• [Extrait choisi]
□ □ □
Firewatch, un nouveau jeu d’un genre unique
La solitude et les expéditions en forêt seront le lot quotidien d’Henry pendant tout son séjour. Cependant, il s’agit plus d’une solitude physique que d’une réelle solitude humaine. Car notre bougre est constamment relié par radio à Delilah, sa supérieure. Cette femme d’une quarantaine d’années un peu trop accro à la tequila et aux mauvais jeux de mots est intelligente, charmante et un peu indiscrète, aussi. Firewatch, outre son histoire remplie d’intrigues et de mystères, raconte avant tout la relation très particulière qu’entretiennent Henry et Delilah.
Les dialogues extrêmement bien écrits de Firewatch et les interprétations de Rich Sommer (qu’on aura vu dans Mad Men) et Cissy Jones (qui double notamment la mère de Chloé dans Life is Strange) donnent une profondeur impressionnante à des personnages qu’on ne voit jamais. Que ce soit Henry, parce que le jeu est en vue subjective, ou Delilah, parce qu’elle est toujours au loin dans sa tour. Cette narration au cordeau n’est pas si étonnante quand on sait que ce sont des anciens de The Walking Dead qui sont derrière le jeu.
□ □ □
• [Données enregistrées d'une collection]
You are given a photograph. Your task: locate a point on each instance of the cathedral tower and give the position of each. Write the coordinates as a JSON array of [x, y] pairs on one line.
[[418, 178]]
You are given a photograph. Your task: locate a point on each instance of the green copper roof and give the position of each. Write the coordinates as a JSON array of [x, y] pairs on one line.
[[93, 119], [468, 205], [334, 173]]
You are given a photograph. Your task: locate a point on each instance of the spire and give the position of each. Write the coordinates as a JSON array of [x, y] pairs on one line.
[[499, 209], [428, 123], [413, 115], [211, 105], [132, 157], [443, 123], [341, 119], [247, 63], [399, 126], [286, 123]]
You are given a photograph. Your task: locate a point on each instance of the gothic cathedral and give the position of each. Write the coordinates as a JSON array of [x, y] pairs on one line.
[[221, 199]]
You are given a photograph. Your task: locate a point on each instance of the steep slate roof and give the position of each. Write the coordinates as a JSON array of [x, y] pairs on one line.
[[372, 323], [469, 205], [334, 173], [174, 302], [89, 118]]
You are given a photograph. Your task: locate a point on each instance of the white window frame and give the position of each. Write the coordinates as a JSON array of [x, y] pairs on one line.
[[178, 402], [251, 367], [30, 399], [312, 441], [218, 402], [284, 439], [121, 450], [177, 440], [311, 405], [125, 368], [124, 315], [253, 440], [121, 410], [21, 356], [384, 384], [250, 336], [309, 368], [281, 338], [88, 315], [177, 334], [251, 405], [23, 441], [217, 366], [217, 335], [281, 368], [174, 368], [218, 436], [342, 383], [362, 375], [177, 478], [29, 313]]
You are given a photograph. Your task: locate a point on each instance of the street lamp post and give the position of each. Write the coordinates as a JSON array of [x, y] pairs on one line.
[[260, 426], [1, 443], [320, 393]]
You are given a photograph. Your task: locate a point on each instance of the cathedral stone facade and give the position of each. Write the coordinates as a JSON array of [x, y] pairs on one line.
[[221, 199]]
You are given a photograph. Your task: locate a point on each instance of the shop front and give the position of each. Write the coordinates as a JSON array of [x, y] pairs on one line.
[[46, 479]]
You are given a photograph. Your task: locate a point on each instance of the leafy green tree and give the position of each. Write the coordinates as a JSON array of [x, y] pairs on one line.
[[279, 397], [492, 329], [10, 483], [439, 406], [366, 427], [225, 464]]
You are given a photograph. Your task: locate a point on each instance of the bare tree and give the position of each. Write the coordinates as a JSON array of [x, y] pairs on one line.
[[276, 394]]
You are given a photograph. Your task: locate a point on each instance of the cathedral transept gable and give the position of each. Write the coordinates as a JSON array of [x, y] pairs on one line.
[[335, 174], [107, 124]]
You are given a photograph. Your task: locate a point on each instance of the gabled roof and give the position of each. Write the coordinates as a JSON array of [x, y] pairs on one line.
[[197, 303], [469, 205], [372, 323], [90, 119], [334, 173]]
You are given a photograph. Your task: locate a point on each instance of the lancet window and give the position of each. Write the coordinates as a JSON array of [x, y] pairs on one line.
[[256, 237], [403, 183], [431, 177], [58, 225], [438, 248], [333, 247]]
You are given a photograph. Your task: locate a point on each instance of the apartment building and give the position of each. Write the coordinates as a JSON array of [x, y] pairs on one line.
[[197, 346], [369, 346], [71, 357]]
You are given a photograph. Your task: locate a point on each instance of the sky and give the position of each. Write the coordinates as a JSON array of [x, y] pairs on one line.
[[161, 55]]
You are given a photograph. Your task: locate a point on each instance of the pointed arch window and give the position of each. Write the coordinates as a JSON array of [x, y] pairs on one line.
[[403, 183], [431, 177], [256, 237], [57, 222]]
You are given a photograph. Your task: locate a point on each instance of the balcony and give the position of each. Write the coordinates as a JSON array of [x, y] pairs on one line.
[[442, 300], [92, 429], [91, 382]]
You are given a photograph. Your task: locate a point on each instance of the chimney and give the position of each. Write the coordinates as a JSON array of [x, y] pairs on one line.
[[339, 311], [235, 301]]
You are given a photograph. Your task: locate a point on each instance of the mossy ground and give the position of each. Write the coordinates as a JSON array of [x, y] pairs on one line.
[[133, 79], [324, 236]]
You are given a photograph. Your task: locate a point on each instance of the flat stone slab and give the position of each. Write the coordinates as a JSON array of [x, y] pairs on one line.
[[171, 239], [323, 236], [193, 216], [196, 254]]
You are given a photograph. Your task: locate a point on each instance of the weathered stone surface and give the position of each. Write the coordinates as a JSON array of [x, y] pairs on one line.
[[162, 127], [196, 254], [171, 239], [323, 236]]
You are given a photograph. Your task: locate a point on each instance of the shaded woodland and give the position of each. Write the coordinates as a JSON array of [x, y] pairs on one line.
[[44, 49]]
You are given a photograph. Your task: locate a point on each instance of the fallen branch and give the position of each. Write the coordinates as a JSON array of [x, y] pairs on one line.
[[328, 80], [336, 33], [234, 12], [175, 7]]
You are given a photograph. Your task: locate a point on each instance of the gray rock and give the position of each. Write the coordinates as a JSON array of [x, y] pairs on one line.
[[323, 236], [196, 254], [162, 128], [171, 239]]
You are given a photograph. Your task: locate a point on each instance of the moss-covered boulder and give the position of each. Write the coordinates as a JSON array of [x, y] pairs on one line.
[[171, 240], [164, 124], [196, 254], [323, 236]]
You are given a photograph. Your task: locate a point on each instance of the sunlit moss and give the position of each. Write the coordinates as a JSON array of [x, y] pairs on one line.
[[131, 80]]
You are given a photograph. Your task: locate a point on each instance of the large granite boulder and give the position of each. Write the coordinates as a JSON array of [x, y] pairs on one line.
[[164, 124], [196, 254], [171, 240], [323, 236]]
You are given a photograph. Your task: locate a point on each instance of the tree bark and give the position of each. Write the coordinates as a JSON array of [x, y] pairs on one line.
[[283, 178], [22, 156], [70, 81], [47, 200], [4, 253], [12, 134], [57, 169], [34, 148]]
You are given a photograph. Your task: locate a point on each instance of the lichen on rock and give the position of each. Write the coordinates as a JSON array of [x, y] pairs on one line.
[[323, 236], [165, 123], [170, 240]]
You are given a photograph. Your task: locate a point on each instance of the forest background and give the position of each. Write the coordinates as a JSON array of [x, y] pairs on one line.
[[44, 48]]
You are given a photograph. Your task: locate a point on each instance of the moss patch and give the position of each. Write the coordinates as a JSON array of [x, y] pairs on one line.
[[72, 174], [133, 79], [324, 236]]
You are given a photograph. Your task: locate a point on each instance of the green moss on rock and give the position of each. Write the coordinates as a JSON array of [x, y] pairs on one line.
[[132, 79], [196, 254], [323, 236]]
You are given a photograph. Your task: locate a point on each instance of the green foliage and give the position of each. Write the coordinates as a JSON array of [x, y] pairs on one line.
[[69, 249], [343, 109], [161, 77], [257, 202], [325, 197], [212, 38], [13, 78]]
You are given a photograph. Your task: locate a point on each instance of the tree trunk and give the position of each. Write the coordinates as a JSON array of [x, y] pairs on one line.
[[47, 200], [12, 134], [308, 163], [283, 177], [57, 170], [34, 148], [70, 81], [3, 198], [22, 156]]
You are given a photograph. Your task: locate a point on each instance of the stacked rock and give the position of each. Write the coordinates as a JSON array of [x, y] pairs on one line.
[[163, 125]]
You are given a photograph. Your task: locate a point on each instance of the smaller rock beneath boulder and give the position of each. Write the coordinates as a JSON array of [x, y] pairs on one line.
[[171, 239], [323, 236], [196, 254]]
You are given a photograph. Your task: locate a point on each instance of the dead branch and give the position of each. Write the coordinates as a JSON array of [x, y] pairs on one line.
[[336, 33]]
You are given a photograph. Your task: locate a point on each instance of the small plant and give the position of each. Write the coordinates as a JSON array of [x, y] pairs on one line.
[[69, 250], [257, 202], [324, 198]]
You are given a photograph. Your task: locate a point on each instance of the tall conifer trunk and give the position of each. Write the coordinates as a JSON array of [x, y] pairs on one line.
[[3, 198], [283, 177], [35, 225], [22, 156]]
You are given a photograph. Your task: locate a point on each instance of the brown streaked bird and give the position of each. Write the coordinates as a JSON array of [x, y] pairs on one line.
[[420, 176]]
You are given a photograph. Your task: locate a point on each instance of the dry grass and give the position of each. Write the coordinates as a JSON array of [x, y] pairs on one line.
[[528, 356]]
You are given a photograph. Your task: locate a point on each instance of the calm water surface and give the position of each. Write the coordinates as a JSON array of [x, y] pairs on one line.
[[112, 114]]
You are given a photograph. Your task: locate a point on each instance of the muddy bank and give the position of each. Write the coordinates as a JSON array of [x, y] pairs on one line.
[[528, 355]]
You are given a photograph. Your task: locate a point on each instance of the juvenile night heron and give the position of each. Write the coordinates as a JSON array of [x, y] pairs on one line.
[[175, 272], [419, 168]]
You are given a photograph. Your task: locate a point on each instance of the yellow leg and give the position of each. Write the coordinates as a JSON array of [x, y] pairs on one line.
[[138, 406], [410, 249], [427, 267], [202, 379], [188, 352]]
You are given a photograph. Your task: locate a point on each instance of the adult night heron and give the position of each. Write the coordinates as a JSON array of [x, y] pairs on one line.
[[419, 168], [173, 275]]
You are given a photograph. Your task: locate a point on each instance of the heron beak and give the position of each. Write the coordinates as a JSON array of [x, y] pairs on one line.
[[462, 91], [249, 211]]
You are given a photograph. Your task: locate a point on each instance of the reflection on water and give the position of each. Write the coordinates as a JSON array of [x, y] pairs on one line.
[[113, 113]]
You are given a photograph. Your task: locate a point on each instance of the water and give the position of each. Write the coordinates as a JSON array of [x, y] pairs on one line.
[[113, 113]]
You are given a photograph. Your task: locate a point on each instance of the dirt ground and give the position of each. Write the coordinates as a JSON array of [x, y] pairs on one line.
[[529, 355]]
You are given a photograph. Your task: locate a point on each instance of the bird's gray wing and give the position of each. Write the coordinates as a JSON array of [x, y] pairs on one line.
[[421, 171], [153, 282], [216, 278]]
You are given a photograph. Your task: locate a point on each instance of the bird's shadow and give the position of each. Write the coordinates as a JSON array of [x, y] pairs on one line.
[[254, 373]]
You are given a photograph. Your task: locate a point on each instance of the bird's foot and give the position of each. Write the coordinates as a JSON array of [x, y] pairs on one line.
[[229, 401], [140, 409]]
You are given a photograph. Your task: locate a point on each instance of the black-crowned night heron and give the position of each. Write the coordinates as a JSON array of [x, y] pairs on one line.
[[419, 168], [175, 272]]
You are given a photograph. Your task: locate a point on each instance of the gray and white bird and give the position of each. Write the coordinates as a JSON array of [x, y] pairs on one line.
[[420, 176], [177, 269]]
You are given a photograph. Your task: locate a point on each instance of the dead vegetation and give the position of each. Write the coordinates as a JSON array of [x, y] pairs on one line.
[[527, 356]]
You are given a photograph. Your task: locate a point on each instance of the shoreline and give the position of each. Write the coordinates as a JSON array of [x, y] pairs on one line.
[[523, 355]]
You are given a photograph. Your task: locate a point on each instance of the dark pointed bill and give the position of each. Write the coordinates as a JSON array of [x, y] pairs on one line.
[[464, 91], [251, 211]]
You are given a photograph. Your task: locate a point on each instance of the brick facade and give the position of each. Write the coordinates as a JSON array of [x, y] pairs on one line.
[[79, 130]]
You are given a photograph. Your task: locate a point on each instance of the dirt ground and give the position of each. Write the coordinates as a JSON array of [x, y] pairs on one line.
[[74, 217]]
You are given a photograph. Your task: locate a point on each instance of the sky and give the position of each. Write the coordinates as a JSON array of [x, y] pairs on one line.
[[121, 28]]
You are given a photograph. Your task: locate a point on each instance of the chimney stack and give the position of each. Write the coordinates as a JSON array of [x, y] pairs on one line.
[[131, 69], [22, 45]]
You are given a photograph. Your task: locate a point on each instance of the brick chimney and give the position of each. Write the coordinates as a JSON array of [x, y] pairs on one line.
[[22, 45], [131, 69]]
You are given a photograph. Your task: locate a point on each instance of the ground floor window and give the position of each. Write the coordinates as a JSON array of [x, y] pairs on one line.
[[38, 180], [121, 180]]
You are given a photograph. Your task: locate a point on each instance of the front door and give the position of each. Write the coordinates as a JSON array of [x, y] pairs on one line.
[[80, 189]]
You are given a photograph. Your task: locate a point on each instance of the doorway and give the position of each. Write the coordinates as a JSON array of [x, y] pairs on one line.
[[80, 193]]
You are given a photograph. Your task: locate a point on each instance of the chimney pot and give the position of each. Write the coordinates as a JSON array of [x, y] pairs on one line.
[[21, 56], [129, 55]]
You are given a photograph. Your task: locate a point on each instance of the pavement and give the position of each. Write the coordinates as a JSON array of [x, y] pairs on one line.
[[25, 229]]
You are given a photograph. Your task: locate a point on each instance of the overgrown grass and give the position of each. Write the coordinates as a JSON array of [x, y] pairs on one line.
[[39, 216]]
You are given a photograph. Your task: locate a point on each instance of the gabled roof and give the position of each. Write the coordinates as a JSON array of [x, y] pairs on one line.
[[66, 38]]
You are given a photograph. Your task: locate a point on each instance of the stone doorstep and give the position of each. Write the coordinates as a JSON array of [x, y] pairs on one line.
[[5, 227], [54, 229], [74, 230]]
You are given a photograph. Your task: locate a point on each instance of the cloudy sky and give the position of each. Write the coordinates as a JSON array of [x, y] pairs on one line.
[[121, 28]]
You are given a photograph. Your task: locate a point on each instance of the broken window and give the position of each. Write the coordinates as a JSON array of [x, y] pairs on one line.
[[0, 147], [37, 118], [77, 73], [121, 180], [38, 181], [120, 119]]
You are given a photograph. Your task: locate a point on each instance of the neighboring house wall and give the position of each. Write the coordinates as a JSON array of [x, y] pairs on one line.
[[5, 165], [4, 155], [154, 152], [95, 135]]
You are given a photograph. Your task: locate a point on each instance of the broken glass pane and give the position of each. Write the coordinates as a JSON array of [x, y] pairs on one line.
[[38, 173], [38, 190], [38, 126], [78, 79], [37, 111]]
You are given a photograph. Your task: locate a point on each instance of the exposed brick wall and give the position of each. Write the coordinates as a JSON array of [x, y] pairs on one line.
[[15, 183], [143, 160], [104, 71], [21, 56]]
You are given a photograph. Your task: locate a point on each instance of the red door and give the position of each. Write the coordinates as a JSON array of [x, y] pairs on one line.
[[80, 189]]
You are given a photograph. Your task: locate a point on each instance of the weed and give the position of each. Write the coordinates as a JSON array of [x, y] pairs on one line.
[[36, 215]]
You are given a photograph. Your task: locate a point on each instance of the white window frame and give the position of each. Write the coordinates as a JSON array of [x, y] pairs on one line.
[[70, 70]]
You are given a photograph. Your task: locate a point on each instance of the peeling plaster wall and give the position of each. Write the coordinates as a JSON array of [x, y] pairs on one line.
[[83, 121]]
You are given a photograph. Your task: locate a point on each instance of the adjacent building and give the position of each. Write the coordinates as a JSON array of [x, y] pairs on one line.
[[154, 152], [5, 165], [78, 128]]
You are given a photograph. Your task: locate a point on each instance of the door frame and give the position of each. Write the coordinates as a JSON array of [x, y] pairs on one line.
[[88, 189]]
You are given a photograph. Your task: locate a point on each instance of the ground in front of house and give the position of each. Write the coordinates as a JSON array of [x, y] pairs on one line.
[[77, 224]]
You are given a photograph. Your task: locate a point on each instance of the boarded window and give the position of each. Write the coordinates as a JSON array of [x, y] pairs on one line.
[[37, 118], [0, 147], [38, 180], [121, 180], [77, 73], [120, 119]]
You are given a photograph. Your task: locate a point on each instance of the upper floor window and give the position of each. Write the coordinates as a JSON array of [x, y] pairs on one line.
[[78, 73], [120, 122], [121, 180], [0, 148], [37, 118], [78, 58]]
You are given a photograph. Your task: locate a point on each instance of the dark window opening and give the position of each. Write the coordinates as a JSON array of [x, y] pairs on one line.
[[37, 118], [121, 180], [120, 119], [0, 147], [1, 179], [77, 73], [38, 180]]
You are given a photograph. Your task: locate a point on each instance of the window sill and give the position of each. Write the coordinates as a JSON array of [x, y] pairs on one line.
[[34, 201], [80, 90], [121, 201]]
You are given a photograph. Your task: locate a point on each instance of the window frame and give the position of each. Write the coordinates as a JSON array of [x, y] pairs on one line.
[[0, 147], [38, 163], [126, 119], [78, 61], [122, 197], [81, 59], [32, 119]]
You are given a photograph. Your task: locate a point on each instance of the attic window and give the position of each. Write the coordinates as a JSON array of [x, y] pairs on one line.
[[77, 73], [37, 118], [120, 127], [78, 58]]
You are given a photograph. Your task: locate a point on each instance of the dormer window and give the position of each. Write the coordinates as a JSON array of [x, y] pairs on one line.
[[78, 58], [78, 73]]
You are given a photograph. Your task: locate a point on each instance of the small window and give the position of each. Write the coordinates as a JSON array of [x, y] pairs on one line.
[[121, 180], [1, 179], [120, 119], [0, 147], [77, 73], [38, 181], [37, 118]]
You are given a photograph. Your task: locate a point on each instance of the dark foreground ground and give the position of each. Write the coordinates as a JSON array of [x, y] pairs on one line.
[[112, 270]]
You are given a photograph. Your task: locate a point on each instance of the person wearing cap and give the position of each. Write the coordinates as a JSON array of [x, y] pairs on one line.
□ □ □
• [Consigne] Extrayez en entier le texte consacré au jeu Firewatch, mot pour mot et sans aucune modification.

• [Réponse attendue]
Firewatch, un nouveau jeu d’un genre unique
La solitude et les expéditions en forêt seront le lot quotidien d’Henry pendant tout son séjour. Cependant, il s’agit plus d’une solitude physique que d’une réelle solitude humaine. Car notre bougre est constamment relié par radio à Delilah, sa supérieure. Cette femme d’une quarantaine d’années un peu trop accro à la tequila et aux mauvais jeux de mots est intelligente, charmante et un peu indiscrète, aussi. Firewatch, outre son histoire remplie d’intrigues et de mystères, raconte avant tout la relation très particulière qu’entretiennent Henry et Delilah.
Les dialogues extrêmement bien écrits de Firewatch et les interprétations de Rich Sommer (qu’on aura vu dans Mad Men) et Cissy Jones (qui double notamment la mère de Chloé dans Life is Strange) donnent une profondeur impressionnante à des personnages qu’on ne voit jamais. Que ce soit Henry, parce que le jeu est en vue subjective, ou Delilah, parce qu’elle est toujours au loin dans sa tour. Cette narration au cordeau n’est pas si étonnante quand on sait que ce sont des anciens de The Walking Dead qui sont derrière le jeu.